You brush your teeth, put on your pajamas and climb into bed. Someone attaches wires and electrodes to your head, chest and legs. You drift to sleep under the watchful eye of a video camera.
Sounds like something out of a creepy sci-fi film, but really, it’s a sleep study that can help diagnose narcolepsy.
It’s also something you might not know about living with narcolepsy, at least according to Kevin, Lexi, Heather and Mike. They shared their experiences with Cracked, and the result was a list of things they wish people knew about narcolepsy.
You don’t just pass out
A sleep attack doesn’t always happen in an instant – in other words, it’s not all-of-a-sudden-you’re-asleep. “Excessive daytime sleepiness” is sometimes a better description, and it’s more of an all-of-a-sudden-you’re-sleepy feeling. Heather said she can tell when the sleep attacks are coming. And the sleepiness is hard to fight, according to Lexi.
Close to 70% of people with narcolepsy, though, experience cataplexy. This causes muscle weakness, without warning. So cataplexy might cause sudden collapse, but the person isn’t asleep.
Diagnosis = Supervised Sleep
Narcolepsy is under-diagnosed. Kevin told Cracked that the condition can develop over time, so it’s not easily noticeable.

◆ PROVIDED RECORDS:

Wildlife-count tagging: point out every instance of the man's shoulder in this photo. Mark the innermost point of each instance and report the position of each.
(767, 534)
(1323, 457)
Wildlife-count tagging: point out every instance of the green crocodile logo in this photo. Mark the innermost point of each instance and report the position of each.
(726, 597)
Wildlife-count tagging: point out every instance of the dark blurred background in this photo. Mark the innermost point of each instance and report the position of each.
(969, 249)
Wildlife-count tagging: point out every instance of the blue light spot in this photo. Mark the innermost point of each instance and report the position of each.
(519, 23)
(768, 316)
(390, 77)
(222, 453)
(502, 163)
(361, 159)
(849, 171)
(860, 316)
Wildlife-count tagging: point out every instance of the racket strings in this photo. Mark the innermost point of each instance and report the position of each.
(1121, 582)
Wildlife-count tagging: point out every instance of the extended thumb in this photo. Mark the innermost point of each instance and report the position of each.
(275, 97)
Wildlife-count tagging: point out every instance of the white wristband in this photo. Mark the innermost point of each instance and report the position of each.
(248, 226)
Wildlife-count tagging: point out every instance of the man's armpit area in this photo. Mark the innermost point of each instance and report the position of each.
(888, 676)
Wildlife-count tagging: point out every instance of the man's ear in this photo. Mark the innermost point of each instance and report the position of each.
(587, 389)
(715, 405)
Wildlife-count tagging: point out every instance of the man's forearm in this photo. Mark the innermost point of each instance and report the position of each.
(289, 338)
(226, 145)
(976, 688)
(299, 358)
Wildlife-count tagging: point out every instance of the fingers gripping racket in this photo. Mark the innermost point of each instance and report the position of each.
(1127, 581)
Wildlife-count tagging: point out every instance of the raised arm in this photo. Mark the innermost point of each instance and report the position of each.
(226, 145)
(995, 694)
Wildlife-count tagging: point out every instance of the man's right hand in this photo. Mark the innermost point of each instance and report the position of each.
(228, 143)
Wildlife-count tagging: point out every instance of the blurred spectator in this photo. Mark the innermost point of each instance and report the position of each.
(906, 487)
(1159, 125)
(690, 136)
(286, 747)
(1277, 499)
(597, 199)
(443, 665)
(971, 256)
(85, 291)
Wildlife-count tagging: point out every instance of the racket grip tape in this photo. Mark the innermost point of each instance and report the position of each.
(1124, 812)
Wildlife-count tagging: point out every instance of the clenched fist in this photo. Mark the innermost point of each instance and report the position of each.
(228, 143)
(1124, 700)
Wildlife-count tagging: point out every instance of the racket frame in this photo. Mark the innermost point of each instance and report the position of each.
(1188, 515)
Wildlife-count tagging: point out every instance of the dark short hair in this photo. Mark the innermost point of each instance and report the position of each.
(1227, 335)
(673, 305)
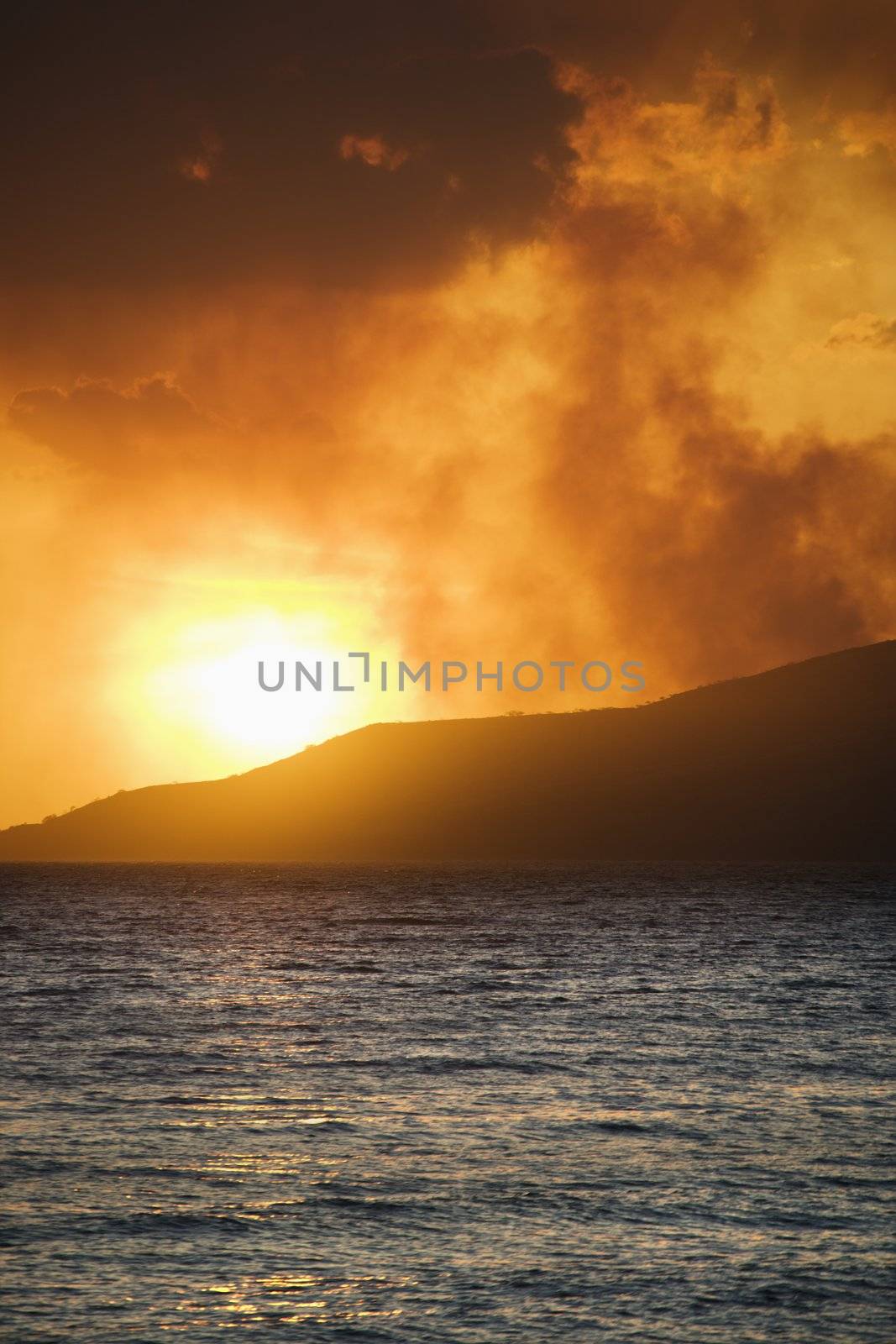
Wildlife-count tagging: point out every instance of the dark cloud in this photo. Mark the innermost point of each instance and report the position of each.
(170, 144)
(96, 427)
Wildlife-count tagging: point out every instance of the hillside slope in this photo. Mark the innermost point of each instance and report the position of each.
(795, 763)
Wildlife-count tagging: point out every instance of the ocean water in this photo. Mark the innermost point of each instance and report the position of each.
(631, 1102)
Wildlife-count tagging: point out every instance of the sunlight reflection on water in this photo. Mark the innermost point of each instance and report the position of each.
(398, 1105)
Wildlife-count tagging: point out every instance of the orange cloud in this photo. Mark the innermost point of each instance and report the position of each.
(374, 152)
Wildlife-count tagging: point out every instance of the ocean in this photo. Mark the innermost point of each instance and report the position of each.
(636, 1102)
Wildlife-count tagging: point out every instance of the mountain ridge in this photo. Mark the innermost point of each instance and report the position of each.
(792, 763)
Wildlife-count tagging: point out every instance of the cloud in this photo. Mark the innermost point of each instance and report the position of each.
(862, 132)
(374, 152)
(864, 329)
(141, 429)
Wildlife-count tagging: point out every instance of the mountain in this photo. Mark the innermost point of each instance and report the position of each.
(792, 764)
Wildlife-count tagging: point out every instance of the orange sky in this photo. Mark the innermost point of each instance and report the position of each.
(523, 333)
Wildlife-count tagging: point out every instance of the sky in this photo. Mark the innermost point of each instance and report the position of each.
(465, 331)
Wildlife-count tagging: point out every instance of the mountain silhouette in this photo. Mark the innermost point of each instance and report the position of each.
(792, 764)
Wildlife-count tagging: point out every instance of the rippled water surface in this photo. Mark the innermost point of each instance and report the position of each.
(629, 1102)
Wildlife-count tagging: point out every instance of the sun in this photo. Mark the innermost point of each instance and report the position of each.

◆ ACTIONS TO TAKE:
a - According to the narcolepsy article, roughly what share of people with narcolepsy experience cataplexy?
b - Write the next part of the narcolepsy article, picking up after its last sentence.

◆ ACTIVITY ANSWERS:
a - Close to 70%.

b -
That’s where the sleep study I talked about earlier comes in. You can read more about sleep studies here.
Treatment involves lots and lots of drugs
Stimulants for daytime, antidepressants for cataplexy, sedatives for nighttime… there’s a potentially long list of drugs involved in managing narcolepsy.
Interestingly, nicotine can encourage REM sleep, but smoking can be dangerous for people living with narcolepsy. Lexi uses a nicotine patch.
Self-medicating is a gamble
What about coffee? Well, it could help ward off a sleep attack, but it also might affect sleep cycles at night.
Kevin said he would drink lots of alcohol on nights before an early morning, because alcohol inhibits REM sleep.
With cataplexy, sometimes it comes down to watching your emotions, as strong emotions can spark a cataplectic attack.
There are weird dreams and weirder hallucinations
A messed-up sleep cycle can cause sleep paralysis, hallucinations, and dreams you might mistake for reality. Kevin dreamt about pigs only to wake up and see pigs with spears on their backs circling the room. Pretty crazy, right?
Heather said she could experience up to 20 sleep paralysis episodes in one night.
It affects everything
I’ve pulled my fair share of all-nighters, walking through life the next day under a caffeine-fueled haze, but narcolepsy is a completely different ballgame.
“I think people underestimate how hard it is to function mentally, and it does make things like school very difficult.”